*Задание A*: Определите, соответствуют ли отрывку следующие утверждения: (i) оркестр выполнял две цели; (ii) лагерный персонал состоял из немцев и поляков; (iii) по словам студентки, музыканты пытались бежать. На каждое ответьте «да» или «нет» и приведите решающие слова из отрывка.
*Задание B*: Перечислите все народы, которые упоминаются в отрывке.

*Цитируемый отрывок*:
════════════════════

«Чтобы приукрасить монотонность убийств, немцы создали еврейский оркестр… Он выполнял двойную цель: во-первых, его музыка заглушала, насколько возможно, крики и стенания людей, которых гнали в газовые камеры, а во-вторых; это было развлечение для лагерного персонала, который состоял из двух любящих музыку наций: немцев и украинцев» [637].
Студентка: Представить только: евреев тысячами гонят в газовые камеры, где они медленно умирают от удушья среди ужасных криков, а еврейские музыканты, которые точно знают, что потом то же самое сделают с ними самими, не предпринимают никаких попыток сопротивления или бегства, а продолжают весело играть на своих инструментах, будто это их долг, развлекать убийц, принадлежащих к двум любящим музыку нациям!

════════════════════

*Собранные данные*:
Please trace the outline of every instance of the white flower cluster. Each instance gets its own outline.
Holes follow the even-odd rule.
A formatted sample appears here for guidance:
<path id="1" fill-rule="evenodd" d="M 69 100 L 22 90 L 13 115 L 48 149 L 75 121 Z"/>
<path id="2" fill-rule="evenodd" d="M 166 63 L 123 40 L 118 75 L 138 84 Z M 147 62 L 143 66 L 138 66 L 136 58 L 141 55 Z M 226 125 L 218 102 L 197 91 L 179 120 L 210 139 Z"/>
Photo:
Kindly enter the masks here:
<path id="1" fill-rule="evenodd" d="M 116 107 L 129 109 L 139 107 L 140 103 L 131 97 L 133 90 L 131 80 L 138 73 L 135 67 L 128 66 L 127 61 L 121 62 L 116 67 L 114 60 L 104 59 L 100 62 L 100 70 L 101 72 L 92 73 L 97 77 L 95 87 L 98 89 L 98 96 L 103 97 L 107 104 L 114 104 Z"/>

════════════════════

*Ответ A*:
(i) Да: «Он выполнял двойную цель».
(ii) Нет: «из двух любящих музыку наций: немцев и украинцев».
(iii) Нет: «не предпринимают никаких попыток сопротивления или бегства».

*Ответ B*: Немцы, украинцы, евреи.